/---
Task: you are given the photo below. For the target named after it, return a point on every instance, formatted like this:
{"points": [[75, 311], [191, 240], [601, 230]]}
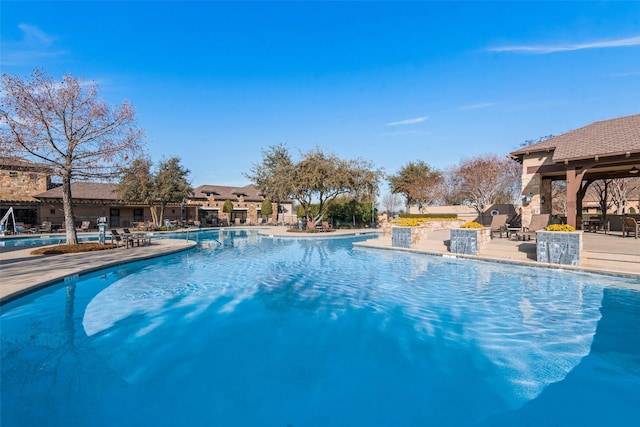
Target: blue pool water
{"points": [[249, 330]]}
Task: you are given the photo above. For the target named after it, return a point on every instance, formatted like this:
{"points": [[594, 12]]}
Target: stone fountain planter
{"points": [[559, 247], [469, 241], [404, 237]]}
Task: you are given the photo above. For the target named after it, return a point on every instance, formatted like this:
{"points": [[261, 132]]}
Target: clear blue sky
{"points": [[389, 82]]}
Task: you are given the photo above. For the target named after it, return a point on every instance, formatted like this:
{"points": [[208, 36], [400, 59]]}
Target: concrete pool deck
{"points": [[22, 273]]}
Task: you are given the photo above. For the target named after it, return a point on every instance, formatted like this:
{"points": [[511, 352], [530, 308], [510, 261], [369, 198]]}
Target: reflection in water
{"points": [[285, 329]]}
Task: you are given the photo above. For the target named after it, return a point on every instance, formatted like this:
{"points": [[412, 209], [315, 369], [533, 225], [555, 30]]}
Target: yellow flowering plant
{"points": [[560, 227], [471, 224]]}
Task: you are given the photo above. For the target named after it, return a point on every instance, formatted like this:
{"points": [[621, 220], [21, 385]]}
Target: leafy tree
{"points": [[167, 184], [317, 178], [390, 202], [485, 180], [172, 185], [228, 208], [66, 126], [621, 192], [418, 182], [267, 208]]}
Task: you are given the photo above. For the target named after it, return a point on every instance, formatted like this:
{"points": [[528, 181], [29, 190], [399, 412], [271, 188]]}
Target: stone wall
{"points": [[425, 227], [555, 247], [21, 185], [469, 241]]}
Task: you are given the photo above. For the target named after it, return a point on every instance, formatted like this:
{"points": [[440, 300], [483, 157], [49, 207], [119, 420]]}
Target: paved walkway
{"points": [[602, 253], [21, 273]]}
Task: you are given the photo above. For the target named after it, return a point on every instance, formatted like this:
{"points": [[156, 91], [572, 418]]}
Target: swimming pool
{"points": [[256, 331]]}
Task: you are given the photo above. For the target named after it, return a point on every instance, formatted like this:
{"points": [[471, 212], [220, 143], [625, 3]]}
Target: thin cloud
{"points": [[477, 106], [408, 121], [544, 49], [35, 35], [411, 132], [34, 46]]}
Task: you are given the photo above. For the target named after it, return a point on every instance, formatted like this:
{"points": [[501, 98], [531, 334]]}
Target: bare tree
{"points": [[419, 183], [66, 126], [486, 180], [168, 184], [559, 198], [599, 190], [390, 202], [319, 178]]}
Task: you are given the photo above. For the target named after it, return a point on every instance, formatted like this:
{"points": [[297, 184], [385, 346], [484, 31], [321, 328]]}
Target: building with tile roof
{"points": [[247, 206], [602, 150]]}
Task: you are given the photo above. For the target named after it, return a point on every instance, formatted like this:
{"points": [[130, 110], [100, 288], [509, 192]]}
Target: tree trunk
{"points": [[154, 215], [67, 202]]}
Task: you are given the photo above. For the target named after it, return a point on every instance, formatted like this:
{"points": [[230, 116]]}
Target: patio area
{"points": [[602, 253]]}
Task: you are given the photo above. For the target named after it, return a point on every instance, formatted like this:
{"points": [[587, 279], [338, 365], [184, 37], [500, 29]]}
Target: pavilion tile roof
{"points": [[600, 139], [221, 192], [84, 191]]}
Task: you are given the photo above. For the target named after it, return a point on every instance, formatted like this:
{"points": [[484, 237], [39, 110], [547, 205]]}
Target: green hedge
{"points": [[430, 216]]}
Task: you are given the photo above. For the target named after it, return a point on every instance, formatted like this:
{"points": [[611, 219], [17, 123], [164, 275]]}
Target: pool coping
{"points": [[23, 273], [69, 268], [572, 268]]}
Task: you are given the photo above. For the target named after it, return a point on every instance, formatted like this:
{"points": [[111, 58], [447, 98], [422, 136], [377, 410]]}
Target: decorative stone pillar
{"points": [[469, 241], [559, 247]]}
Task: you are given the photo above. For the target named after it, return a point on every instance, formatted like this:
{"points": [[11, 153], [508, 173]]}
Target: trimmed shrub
{"points": [[560, 227], [431, 216], [471, 224]]}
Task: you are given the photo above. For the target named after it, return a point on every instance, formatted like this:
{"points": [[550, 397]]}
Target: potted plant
{"points": [[559, 244], [469, 239], [406, 231]]}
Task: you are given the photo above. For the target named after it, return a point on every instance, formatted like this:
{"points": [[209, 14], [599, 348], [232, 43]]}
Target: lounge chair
{"points": [[136, 239], [630, 225], [499, 224], [45, 227], [538, 222], [117, 240]]}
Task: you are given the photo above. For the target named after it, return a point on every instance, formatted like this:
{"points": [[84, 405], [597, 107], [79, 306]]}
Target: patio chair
{"points": [[117, 240], [499, 224], [538, 222], [630, 225], [136, 239], [45, 227]]}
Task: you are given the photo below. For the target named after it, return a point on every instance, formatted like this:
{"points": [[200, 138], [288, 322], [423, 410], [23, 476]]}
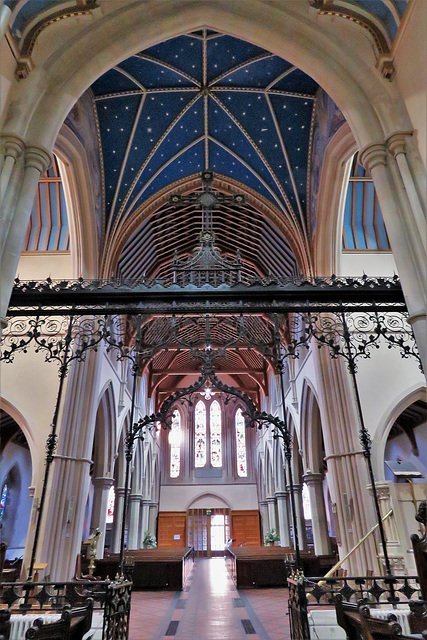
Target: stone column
{"points": [[143, 520], [302, 535], [12, 234], [396, 144], [133, 528], [62, 526], [99, 510], [283, 518], [5, 14], [319, 522], [13, 147], [264, 517], [406, 230], [154, 506], [117, 520]]}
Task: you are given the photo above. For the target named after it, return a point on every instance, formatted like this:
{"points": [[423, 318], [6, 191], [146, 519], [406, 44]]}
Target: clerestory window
{"points": [[207, 434], [175, 444], [242, 467]]}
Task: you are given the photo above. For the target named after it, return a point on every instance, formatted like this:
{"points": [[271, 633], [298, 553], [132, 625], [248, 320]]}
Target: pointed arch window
{"points": [[242, 466], [215, 431], [200, 434], [306, 505], [175, 444], [3, 500], [110, 507]]}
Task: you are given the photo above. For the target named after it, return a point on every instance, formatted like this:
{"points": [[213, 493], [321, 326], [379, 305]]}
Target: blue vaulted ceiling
{"points": [[202, 100]]}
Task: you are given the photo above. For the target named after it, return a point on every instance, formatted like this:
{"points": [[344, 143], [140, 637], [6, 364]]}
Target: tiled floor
{"points": [[210, 608]]}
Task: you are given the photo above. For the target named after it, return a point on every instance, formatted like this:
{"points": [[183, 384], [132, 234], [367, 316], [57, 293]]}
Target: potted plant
{"points": [[149, 541], [271, 537]]}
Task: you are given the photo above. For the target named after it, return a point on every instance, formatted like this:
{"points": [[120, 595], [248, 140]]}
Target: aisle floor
{"points": [[210, 608]]}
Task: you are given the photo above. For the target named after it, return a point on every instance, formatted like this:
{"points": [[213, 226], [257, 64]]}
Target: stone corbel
{"points": [[385, 62], [373, 155], [25, 63], [397, 146], [37, 158]]}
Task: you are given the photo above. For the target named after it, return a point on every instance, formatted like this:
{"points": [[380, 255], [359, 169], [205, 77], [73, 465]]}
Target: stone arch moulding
{"points": [[127, 227], [380, 439], [26, 430], [208, 496], [355, 85], [78, 192], [330, 206], [311, 433], [105, 429]]}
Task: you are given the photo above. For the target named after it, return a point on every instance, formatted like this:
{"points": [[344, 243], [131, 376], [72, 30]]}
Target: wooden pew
{"points": [[152, 568], [357, 622], [73, 625], [5, 625]]}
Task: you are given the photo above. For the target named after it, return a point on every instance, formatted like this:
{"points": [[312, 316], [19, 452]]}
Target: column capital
{"points": [[37, 158], [373, 155], [313, 478], [281, 495], [396, 142], [104, 483], [13, 145]]}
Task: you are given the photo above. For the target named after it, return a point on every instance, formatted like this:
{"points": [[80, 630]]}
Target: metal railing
{"points": [[376, 591], [112, 598]]}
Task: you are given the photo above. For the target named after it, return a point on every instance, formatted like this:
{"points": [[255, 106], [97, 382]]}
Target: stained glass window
{"points": [[242, 467], [215, 429], [110, 507], [306, 502], [175, 443], [200, 434], [3, 499]]}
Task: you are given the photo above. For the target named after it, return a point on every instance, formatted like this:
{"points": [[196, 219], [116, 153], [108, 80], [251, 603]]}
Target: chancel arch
{"points": [[149, 139], [315, 470], [102, 475], [15, 485]]}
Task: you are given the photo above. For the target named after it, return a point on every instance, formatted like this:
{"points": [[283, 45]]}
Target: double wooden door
{"points": [[208, 531]]}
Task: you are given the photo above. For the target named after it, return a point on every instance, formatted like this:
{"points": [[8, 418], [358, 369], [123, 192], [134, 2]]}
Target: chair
{"points": [[358, 624], [418, 617], [3, 548], [420, 549], [73, 625], [5, 624]]}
\---
Assignment: The line containing "Target: wooden pew" and all lines after it, through the end of the entries above, are to be returned exactly and alone.

Completed exercise:
Target: wooden pew
{"points": [[152, 568], [357, 622], [73, 625], [5, 625]]}
Task: you are given the photo above. For the target named after it, return a point on every instance, formatted like this:
{"points": [[312, 316], [19, 452]]}
Target: column capital
{"points": [[37, 158], [373, 155], [313, 478], [281, 495], [396, 142], [104, 483], [13, 145]]}
Task: you are given the photo above. For the target named after it, return a point on every instance, formatted like this:
{"points": [[80, 630]]}
Target: metal railing
{"points": [[376, 591], [112, 598]]}
Task: you are given the photo above. For the target named after it, return a point on every instance, formatted like this:
{"points": [[255, 106], [97, 382]]}
Target: stained glass window
{"points": [[242, 467], [215, 429], [110, 507], [306, 502], [175, 443], [200, 434], [3, 499]]}
Task: you are given the photo above. For the target named after it, return a point on every instance, formatted like this:
{"points": [[196, 219], [116, 153], [108, 80], [251, 603]]}
Target: chancel arch
{"points": [[149, 139], [315, 470], [102, 475], [15, 485]]}
Task: you are given the photo above. For the target named after it, return a point on every instance, formatted like this:
{"points": [[283, 45]]}
Target: double wooden door
{"points": [[208, 531]]}
Task: you are given the photo above. For the target named after it, return a point on every instance, formatted like this:
{"points": [[8, 418], [358, 369], [123, 192], [134, 2]]}
Target: chair
{"points": [[358, 624], [418, 617], [3, 548], [420, 549], [73, 625], [5, 624]]}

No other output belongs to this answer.